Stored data
==========

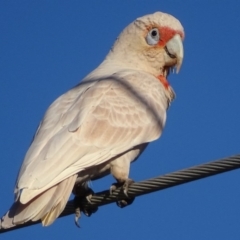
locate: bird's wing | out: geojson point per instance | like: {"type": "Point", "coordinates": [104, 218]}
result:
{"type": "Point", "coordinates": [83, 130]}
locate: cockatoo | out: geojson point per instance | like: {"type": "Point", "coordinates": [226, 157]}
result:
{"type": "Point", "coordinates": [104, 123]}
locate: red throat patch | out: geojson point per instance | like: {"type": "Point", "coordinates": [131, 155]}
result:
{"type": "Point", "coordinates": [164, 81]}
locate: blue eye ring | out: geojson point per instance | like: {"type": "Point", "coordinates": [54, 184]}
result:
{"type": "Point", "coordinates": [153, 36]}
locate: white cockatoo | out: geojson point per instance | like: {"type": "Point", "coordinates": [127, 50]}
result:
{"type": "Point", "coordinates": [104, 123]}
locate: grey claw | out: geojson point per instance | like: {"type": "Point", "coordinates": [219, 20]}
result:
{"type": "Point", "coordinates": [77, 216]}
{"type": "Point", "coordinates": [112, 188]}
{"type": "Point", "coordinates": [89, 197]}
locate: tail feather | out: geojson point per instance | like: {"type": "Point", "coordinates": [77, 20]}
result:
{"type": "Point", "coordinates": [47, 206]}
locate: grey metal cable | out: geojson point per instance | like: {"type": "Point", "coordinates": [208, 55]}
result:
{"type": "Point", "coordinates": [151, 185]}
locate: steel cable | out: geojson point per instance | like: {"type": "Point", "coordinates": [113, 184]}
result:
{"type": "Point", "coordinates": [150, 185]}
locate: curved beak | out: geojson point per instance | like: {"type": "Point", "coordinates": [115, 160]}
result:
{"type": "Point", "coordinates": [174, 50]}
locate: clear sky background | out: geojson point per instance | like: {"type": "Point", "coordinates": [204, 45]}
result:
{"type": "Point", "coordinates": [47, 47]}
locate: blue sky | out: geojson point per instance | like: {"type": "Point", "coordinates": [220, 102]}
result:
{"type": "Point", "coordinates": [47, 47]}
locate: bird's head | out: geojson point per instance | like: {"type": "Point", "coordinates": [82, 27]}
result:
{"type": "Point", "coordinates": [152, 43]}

==========

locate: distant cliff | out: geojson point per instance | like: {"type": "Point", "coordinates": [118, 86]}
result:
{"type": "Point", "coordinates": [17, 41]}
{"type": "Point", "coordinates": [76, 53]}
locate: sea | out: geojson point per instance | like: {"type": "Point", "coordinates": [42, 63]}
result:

==========

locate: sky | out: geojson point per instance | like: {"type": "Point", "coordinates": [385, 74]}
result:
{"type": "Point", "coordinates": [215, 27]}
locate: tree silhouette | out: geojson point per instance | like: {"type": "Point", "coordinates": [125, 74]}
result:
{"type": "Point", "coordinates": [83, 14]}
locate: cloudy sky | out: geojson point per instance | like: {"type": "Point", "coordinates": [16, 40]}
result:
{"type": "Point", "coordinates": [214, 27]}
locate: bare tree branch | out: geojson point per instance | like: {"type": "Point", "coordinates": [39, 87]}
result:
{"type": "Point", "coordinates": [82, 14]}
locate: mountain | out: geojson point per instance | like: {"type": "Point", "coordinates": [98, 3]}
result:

==========

WORK TO COMPLETE:
Reproduce the lines above, beginning at the line with "locate: bird's wing" and stopping after the line with "locate: blue eye", exactly as they are.

FINISHED TASK:
locate: bird's wing | out: geojson point per instance | like: {"type": "Point", "coordinates": [104, 218]}
result:
{"type": "Point", "coordinates": [83, 130]}
locate: cockatoo | out: geojson point per instance | like: {"type": "Point", "coordinates": [226, 157]}
result:
{"type": "Point", "coordinates": [104, 123]}
locate: red throat patch | out: geojson point per instance | like: {"type": "Point", "coordinates": [131, 155]}
result:
{"type": "Point", "coordinates": [164, 81]}
locate: blue eye ring | out: geojson point per instance | like: {"type": "Point", "coordinates": [54, 184]}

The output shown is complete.